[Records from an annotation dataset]
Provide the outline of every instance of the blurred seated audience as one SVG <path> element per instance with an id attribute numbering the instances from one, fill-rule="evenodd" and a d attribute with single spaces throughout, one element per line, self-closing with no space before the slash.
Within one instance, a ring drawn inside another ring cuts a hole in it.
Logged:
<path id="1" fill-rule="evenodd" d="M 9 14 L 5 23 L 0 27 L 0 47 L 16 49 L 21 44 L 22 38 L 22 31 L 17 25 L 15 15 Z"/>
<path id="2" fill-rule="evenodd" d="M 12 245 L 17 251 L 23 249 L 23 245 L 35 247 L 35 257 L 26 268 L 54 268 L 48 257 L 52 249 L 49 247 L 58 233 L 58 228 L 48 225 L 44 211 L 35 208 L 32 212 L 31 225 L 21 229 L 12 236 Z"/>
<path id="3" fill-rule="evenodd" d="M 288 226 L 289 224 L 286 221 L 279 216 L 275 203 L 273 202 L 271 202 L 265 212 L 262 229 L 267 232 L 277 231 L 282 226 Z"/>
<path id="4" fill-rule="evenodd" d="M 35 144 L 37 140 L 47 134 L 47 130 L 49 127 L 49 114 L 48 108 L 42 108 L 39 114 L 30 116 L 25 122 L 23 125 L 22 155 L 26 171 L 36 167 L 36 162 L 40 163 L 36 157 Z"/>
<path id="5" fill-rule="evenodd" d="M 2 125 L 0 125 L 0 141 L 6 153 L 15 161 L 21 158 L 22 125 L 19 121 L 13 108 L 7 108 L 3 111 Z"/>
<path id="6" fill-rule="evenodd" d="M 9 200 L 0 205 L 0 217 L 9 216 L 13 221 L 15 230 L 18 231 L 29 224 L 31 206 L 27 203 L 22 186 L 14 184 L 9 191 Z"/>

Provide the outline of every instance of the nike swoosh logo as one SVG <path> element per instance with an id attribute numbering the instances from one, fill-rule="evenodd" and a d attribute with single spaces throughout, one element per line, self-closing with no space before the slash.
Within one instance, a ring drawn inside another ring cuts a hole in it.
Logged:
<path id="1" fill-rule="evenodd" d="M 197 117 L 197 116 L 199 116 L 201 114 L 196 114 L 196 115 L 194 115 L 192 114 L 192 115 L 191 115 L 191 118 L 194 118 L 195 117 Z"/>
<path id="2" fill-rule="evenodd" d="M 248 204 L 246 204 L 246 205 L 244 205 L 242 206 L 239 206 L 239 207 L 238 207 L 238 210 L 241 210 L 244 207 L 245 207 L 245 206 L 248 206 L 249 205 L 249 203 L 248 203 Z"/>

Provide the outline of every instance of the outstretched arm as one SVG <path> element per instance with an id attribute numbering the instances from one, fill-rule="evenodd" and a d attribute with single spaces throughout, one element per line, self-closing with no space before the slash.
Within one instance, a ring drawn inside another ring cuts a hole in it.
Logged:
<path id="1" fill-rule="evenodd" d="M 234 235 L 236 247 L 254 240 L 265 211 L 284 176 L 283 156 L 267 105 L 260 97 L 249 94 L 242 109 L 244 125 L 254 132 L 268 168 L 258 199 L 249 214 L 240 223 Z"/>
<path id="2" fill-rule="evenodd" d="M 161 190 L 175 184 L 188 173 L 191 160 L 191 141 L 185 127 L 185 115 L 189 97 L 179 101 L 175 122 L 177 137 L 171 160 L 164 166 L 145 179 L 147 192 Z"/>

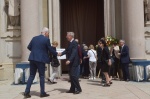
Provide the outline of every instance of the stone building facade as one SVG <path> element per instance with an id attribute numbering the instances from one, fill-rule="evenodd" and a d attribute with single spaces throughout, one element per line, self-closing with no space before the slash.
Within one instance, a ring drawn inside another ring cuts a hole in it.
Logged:
<path id="1" fill-rule="evenodd" d="M 51 42 L 61 47 L 60 1 L 0 0 L 0 79 L 13 79 L 16 63 L 27 62 L 27 45 L 42 27 L 50 29 Z M 104 35 L 124 39 L 131 59 L 150 59 L 149 2 L 103 0 Z"/>

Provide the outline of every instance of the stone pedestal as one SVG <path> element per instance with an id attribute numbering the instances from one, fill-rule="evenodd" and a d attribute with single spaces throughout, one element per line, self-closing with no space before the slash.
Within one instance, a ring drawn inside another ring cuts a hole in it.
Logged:
<path id="1" fill-rule="evenodd" d="M 145 59 L 143 0 L 121 0 L 122 36 L 130 49 L 130 57 Z"/>
<path id="2" fill-rule="evenodd" d="M 29 57 L 27 46 L 32 37 L 40 34 L 39 0 L 21 0 L 21 45 L 22 61 Z"/>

Exercise description »
Give the records above as a two-column CSV with the header names "instruction" and "output", one row per record, where each record's text and its answer each sit in a single quoted field with line breaks replaced by spaces. Cover every record and leave the pictures out.

The response »
instruction,output
"Provide the outline of every instance of the blurred seated audience as one SVG <path> element per instance with an id attribute numbering the instances from one, fill-rule=""evenodd"" and a d attribute with single spaces throughout, one element per line, self-closing with no space before the slash. Within one instance, a ring drawn inside another ring cuts a hole in it. Logged:","<path id=""1"" fill-rule=""evenodd"" d=""M 9 14 L 5 23 L 0 27 L 0 47 L 16 49 L 21 44 L 22 38 L 22 31 L 17 25 L 15 15 Z""/> <path id=""2"" fill-rule=""evenodd"" d=""M 12 245 L 17 251 L 23 249 L 23 245 L 35 247 L 35 257 L 26 268 L 54 268 L 48 257 L 52 249 L 49 247 L 58 233 L 58 228 L 48 225 L 44 211 L 35 208 L 32 212 L 31 225 L 21 229 L 12 236 Z""/> <path id=""3"" fill-rule=""evenodd"" d=""M 288 226 L 289 224 L 286 221 L 279 216 L 275 203 L 273 202 L 271 202 L 265 212 L 262 229 L 267 232 L 277 231 L 282 226 Z""/> <path id=""4"" fill-rule=""evenodd"" d=""M 35 144 L 37 140 L 47 134 L 47 130 L 49 127 L 49 114 L 48 108 L 42 108 L 39 114 L 30 116 L 25 122 L 23 125 L 22 155 L 26 171 L 36 167 L 36 162 L 40 163 L 36 157 Z""/> <path id=""5"" fill-rule=""evenodd"" d=""M 2 125 L 0 125 L 0 141 L 6 153 L 15 161 L 21 158 L 22 125 L 19 121 L 13 108 L 7 108 L 3 111 Z""/> <path id=""6"" fill-rule=""evenodd"" d=""M 9 200 L 0 205 L 0 217 L 9 216 L 13 221 L 15 230 L 18 231 L 29 224 L 31 206 L 27 203 L 22 186 L 14 184 L 9 191 Z""/>"
"Provide the outline of every instance of the nike swoosh logo as one SVG <path> element per instance with an id attribute numbering the instances from one, fill-rule=""evenodd"" and a d attribute with single spaces throughout, one element per line, self-closing with no space before the slash. Within one instance, a ring drawn inside another ring cuts a hole in it. Logged:","<path id=""1"" fill-rule=""evenodd"" d=""M 197 117 L 197 116 L 199 116 L 201 114 L 196 114 L 196 115 L 194 115 L 192 114 L 192 115 L 191 115 L 191 118 L 194 118 L 195 117 Z""/> <path id=""2"" fill-rule=""evenodd"" d=""M 248 204 L 246 204 L 246 205 L 244 205 L 242 206 L 239 206 L 239 207 L 238 207 L 238 210 L 241 210 L 244 207 L 245 207 L 245 206 L 248 206 L 249 205 L 249 203 L 248 203 Z""/>"
"Provide the outline of every instance of the outstretched arm as one SVG <path> element per instance with an id attribute numbering the instances from one, fill-rule=""evenodd"" and a d attribute with single spaces throughout, one element per line, self-closing with no space before the slash. Within one instance, a ring drawn inside another ring cuts a hole in it. Logged:","<path id=""1"" fill-rule=""evenodd"" d=""M 234 235 L 236 247 L 254 240 L 265 211 L 284 176 L 283 156 L 267 105 L 260 97 L 249 94 L 242 109 L 244 125 L 254 132 L 268 168 L 258 199 L 249 214 L 240 223 Z""/> <path id=""2"" fill-rule=""evenodd"" d=""M 161 190 L 175 184 L 188 173 L 191 160 L 191 141 L 185 127 L 185 115 L 189 97 L 179 101 L 175 122 L 177 137 L 171 160 L 164 166 L 145 179 L 147 192 Z""/>"
"Provide the outline of every instance of the stone building facade as one SVG <path> element per instance with an id attribute numbering the instances from one, fill-rule=""evenodd"" and a d attribute with single spaces throughout, one element per line, self-closing with no space before the slash. Within one instance, a ring drawn inside another ring cuts a hole in it. Logged:","<path id=""1"" fill-rule=""evenodd"" d=""M 51 42 L 61 47 L 60 1 L 0 0 L 0 79 L 13 79 L 16 63 L 27 62 L 27 45 L 42 27 L 50 29 Z M 104 35 L 124 39 L 131 59 L 150 59 L 149 2 L 103 0 Z""/>"
"Provide the outline of every instance of the stone pedestal as one SVG <path> element per instance with an id attribute numbering the instances from one, fill-rule=""evenodd"" and a d attribute with single spaces throughout, one element per line, self-closing with no space before the slash. Within one instance, a ring drawn inside another ring cuts a hole in it. Logged:","<path id=""1"" fill-rule=""evenodd"" d=""M 145 59 L 143 0 L 121 0 L 122 36 L 130 49 L 130 57 Z""/> <path id=""2"" fill-rule=""evenodd"" d=""M 29 57 L 27 46 L 32 37 L 40 34 L 39 0 L 21 0 L 21 45 L 22 61 Z""/>"